WHAT YOU WILL DO | Please rescale the material that begins at the line with "the white kurta" and stops after the line with "[(132, 329)]", and give only those lines again, requests included. Multiply every coordinate in the answers by 1.35 and round each to a whole number, with halves rounded up.

════════════════

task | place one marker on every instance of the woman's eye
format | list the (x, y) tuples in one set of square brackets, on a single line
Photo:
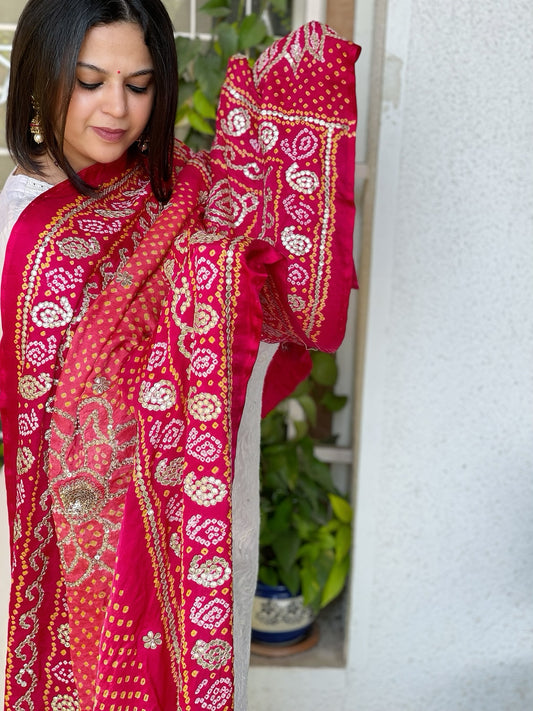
[(137, 89), (89, 86)]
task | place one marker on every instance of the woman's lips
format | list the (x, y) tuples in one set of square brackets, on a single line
[(111, 135)]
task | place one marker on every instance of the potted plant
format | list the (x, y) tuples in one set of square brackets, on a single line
[(202, 64), (305, 521), (305, 536)]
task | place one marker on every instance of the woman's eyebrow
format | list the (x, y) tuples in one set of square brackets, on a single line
[(94, 68)]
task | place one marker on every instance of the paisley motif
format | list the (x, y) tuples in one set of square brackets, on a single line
[(295, 243), (303, 181), (210, 573), (208, 532), (213, 654), (210, 613)]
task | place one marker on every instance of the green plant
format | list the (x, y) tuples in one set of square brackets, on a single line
[(305, 535), (305, 521), (202, 64)]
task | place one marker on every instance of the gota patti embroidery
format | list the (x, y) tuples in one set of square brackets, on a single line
[(136, 333)]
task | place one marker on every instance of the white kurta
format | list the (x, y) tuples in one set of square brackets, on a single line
[(18, 192)]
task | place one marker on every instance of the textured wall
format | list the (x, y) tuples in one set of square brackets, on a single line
[(443, 605)]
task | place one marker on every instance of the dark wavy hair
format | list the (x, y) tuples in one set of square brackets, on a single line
[(45, 51)]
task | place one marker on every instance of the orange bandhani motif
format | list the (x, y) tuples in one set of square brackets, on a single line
[(132, 329)]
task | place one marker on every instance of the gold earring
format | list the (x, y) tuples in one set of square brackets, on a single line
[(35, 124), (144, 144)]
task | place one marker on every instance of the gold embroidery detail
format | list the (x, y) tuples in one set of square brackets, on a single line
[(169, 473), (211, 655), (31, 387), (79, 498), (64, 702)]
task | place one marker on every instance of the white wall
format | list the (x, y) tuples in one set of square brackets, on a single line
[(442, 593)]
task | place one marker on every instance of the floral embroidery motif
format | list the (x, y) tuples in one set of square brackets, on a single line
[(268, 136), (303, 145), (61, 279), (206, 491), (63, 672), (158, 355), (79, 498), (211, 655), (64, 702), (295, 243), (205, 406), (212, 613), (102, 227), (214, 530), (296, 302), (203, 362), (206, 272), (216, 696), (173, 510), (47, 314), (28, 423), (31, 387), (152, 640), (157, 396), (39, 353), (100, 385), (211, 572), (76, 247), (175, 544), (167, 436), (63, 632), (25, 460), (205, 447), (297, 275), (303, 181), (237, 122), (169, 473)]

════════════════

FINISHED TASK |
task | place one marker on every instance of the white kurta
format | list the (x, y) tuples in one set of square brackets, on a single line
[(24, 259)]
task | place one marker on every instance of the textured wall
format | list the (x, y) tuples in one set of square brackets, on a single line
[(598, 817)]
task | place one marker on every instance of the dark wavy hair
format | list the (x, y) tuples in one set of square brackets, on a single line
[(61, 69)]
task | place one marker on every instance of the orange bandhani motif
format | list the (x, y) tuples in one set of square brackets, on a single line
[(178, 444)]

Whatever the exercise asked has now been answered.